• _WRITTEN EXERCISE_:
Print the entire listing. Each line must match the original exactly.

______

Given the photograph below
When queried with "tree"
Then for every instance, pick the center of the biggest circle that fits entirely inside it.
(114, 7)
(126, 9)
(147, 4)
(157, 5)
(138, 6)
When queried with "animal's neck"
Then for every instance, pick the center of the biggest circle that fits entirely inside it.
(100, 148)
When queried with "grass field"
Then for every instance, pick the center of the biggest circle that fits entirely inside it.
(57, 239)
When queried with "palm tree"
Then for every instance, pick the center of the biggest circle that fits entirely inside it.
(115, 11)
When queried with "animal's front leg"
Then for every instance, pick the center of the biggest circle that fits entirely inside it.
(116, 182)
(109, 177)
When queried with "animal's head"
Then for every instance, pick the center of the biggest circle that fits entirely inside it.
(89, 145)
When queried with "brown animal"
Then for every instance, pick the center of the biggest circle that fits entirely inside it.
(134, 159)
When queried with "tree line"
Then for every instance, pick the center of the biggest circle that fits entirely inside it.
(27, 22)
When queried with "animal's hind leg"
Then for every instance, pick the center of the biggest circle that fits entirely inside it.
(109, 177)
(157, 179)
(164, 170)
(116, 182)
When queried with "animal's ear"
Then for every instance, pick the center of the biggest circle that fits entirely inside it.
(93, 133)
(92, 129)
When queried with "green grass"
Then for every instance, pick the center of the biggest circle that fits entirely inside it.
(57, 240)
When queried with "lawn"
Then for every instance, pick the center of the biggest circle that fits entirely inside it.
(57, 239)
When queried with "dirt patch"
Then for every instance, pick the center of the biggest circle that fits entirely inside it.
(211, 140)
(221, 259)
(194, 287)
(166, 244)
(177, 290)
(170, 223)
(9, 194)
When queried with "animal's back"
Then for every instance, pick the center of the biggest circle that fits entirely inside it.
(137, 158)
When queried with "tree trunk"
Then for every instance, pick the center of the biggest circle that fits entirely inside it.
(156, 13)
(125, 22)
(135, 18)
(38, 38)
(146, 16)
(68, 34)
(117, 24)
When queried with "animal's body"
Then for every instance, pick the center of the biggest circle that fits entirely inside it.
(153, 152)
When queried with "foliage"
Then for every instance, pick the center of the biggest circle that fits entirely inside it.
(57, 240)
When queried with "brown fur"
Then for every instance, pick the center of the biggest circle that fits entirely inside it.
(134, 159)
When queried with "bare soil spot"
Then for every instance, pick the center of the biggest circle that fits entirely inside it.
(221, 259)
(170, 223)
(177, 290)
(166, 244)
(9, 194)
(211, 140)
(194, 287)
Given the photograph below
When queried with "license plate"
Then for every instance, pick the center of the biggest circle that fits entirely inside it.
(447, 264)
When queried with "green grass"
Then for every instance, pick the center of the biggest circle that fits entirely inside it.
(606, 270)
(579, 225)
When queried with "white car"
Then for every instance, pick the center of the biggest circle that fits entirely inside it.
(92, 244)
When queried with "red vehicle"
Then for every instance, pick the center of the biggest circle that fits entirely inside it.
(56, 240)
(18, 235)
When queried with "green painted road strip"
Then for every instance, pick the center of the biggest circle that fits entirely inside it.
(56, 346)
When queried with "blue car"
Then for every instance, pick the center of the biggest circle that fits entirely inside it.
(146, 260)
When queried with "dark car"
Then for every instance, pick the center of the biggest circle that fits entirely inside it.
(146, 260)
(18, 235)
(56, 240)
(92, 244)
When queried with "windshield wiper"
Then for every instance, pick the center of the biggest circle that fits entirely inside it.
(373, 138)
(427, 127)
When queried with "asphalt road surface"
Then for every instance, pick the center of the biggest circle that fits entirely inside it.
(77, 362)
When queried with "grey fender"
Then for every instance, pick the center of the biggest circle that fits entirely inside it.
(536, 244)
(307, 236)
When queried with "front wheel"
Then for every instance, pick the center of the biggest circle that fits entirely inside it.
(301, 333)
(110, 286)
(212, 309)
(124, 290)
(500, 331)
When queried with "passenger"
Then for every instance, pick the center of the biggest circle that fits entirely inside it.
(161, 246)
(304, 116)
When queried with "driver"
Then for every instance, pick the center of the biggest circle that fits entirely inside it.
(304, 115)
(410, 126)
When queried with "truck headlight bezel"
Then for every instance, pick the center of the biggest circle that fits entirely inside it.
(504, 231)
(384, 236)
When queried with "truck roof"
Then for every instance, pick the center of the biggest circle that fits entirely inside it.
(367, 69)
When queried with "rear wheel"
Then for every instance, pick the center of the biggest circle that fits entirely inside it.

______

• _SOLUTION BELOW_:
Given the photograph below
When queried with "tree"
Then for every instance, pick the center of the biggest circle that fits entirely inside it.
(114, 7)
(126, 9)
(147, 4)
(157, 5)
(138, 6)
When queried with "animal's neck"
Then for every instance, pick the center of the biggest circle that fits entirely inside it.
(100, 148)
When queried with "grass field"
Then for every instance, pick the center of the biggest circle that fits entirely inside it.
(57, 239)
When queried with "palm tree"
Then for every instance, pick the center of the biggest circle that fits entirely inside it.
(115, 11)
When queried with "animal's front leg"
Then for every instance, pick the center of the biggest circle that fits entirely inside it.
(116, 182)
(109, 177)
When queried with "animal's head"
Then for every instance, pick the center of the biggest circle that fits entirely inside it.
(89, 145)
When queried with "brown animal"
Then for every instance, pick the center of the biggest circle that fits entirely inside it.
(134, 159)
When queried with "tree line"
Then for every instance, pick the center of the biggest circle that fits entirely inside it.
(27, 22)
When queried with "animal's hind leg"
Then for every instance, pick the center of the biggest circle that fits entirely inside it.
(109, 177)
(157, 179)
(164, 170)
(116, 182)
When queried with "animal's ear"
Then for every instance, pick the center of the biggest circle that fits entirely inside it.
(93, 133)
(92, 129)
When queried with "green grass"
Then for every instance, pick the center of the biggest circle that fits entirely inside it.
(57, 240)
When queried with "lawn"
Then for every instance, pick the center of the biggest circle that fits entirely inside it.
(57, 239)
When queried with "dirt patch"
Then for every instance, pick the center of the biggest circle that fits entirely inside it.
(211, 140)
(221, 259)
(194, 287)
(166, 244)
(177, 290)
(170, 223)
(9, 194)
When queried with "animal's back"
Then for every instance, pick the center of the biggest circle that fits entirely inside it.
(137, 158)
When queried with "tree trunk"
Then for every instance, pick the center of the biggest circle that fits entirely inside it.
(156, 13)
(125, 22)
(135, 18)
(38, 38)
(146, 16)
(68, 34)
(117, 24)
When queried with "animal's body"
Then for every instance, pick the center of the biggest circle that fits entirely inside it.
(153, 152)
When queried with "foliage"
Then for every instance, pick the center of the biggest circle that fits entirely inside it.
(57, 240)
When queried with "brown fur"
Then for every instance, pick the center of the biggest circle that fits entirely inside it.
(134, 159)
When queried with "bare soil spot"
Then for every instance, pick the center of the biggest circle that fits entirely inside it.
(221, 259)
(170, 223)
(177, 290)
(166, 244)
(9, 194)
(211, 140)
(194, 287)
Given the photograph below
When queried with "license plate"
Then for every instance, pick the center of the biggest circle that fits entirely inside it.
(447, 264)
When queried with "green grass"
Then for every instance, pick the center of the biggest circle that fits entirely inside it.
(606, 270)
(579, 225)
When queried with "white car"
Then for every instance, pick the center of the biggest circle that fits entirely inside it.
(92, 244)
When queried with "red vehicle"
Then for every instance, pick the center of the biggest circle that fits entirely inside it.
(56, 240)
(18, 235)
When queried with "green painted road strip"
Then for every instance, pick the center of the biggest circle that fits entirely inside it.
(56, 346)
When queried with "blue car"
Then for every instance, pick the center of the biggest circle that fits entirely inside it.
(146, 260)
When queried with "dark car"
Then for every instance, pick the center of the biggest circle that fits entirely inside it.
(146, 260)
(18, 235)
(56, 240)
(92, 244)
When queried with "windshield wiper"
Then for every instance, pick the center of the biggest circle that fits entirely inside it.
(373, 138)
(427, 127)
When queried with "asphalt road surface"
Then for every instance, pick the center of the biggest circle that fits entirely inside it.
(77, 362)
When queried with "grey fender"
Then for every instance, pick the center of the biggest circle that fits entirely inside it.
(536, 244)
(307, 236)
When queried with "front wheel"
Then for every instance, pick the center of the biggest circle that fits entirely inside it.
(301, 333)
(110, 286)
(212, 309)
(124, 290)
(500, 331)
When queried with "passenger"
Then for every instance, pick the center of the biggest circle that fits entirely inside it.
(161, 246)
(304, 116)
When queried with "driver"
Then for every instance, pick the center of the biggest circle that fits entirely inside it.
(304, 115)
(410, 126)
When queried with "truck headlight bezel"
Then for every instance, pick the center of the biggest circle that fits entirely inside it.
(504, 231)
(384, 236)
When queried with "truck roof"
Then for every instance, pick the center of the biggest circle that fits entirely inside it.
(367, 69)
When queried with "rear wheel"
Then for every instance, pick the center of the biggest circle that fits entirely inside it.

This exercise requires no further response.